[Start of section]

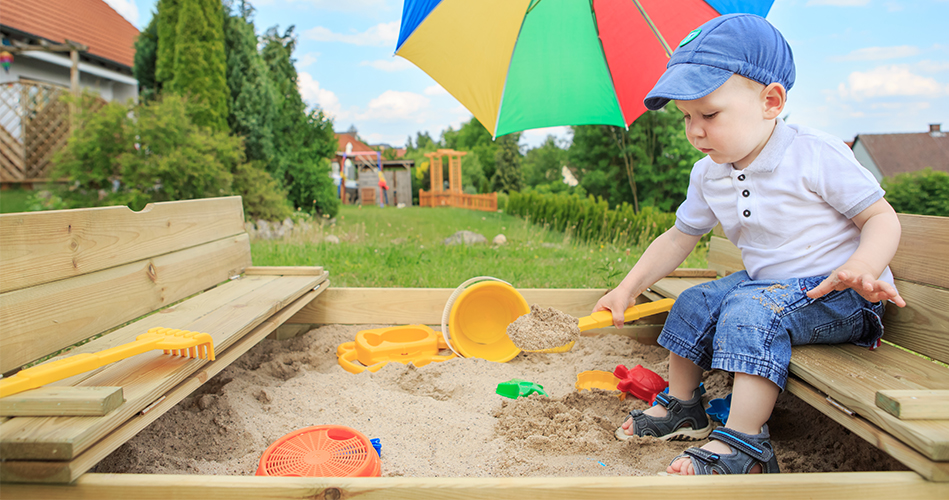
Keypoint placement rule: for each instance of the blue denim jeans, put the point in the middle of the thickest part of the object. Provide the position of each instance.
(742, 325)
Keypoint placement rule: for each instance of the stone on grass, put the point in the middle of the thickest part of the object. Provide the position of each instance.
(465, 237)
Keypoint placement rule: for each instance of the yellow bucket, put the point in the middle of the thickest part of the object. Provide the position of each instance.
(478, 317)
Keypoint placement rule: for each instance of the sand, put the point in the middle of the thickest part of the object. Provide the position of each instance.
(543, 328)
(444, 419)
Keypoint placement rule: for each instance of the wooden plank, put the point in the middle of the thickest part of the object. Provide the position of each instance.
(283, 271)
(40, 247)
(852, 376)
(819, 486)
(42, 319)
(60, 401)
(923, 325)
(148, 376)
(924, 247)
(928, 469)
(915, 405)
(64, 472)
(393, 306)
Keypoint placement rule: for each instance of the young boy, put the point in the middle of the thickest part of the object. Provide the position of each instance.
(815, 233)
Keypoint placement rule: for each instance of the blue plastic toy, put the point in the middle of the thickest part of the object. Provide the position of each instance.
(516, 388)
(377, 444)
(719, 408)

[End of section]

• What to do: Repeat the records word for word. Leave out whatever pictures they hold.

• Output of the task:
Keypoint placement rule: for each instance of the blue denim jeans, put the point in the middle of the thickest part of the object. Provide the position of each instance.
(742, 325)
Keypoint placement rule: for each instance of the stone on grass, put the point in the middle of the thickest part of the object. Provide the position of each instance.
(465, 237)
Keypoint placement rule: for each instance of the yellow bucket, put the point in the middle of the thickest part of the object. Provide the position of each instance.
(478, 317)
Keypoint placement rule: for each instance of the sand, put the point in the middle of the thickest part of the object. Provide the position of each instance.
(543, 328)
(444, 419)
Keypoint placement rule: for each instance of the wooden plank, put the point in the middle of the thickest part of the object. Provide the position of each instance.
(283, 271)
(40, 247)
(852, 376)
(819, 486)
(42, 319)
(60, 401)
(923, 325)
(148, 376)
(924, 247)
(928, 469)
(915, 405)
(64, 472)
(393, 306)
Keypoint placement rule: for each instance of the young boy, put the point in the middle of the thickest part of the object. Provide the position of each instance.
(815, 233)
Keypoint placement rule: for each instance of the blue plastic toy, put the point in the middle of the thickest part of the object. Provide the position of each instance.
(516, 388)
(377, 444)
(719, 408)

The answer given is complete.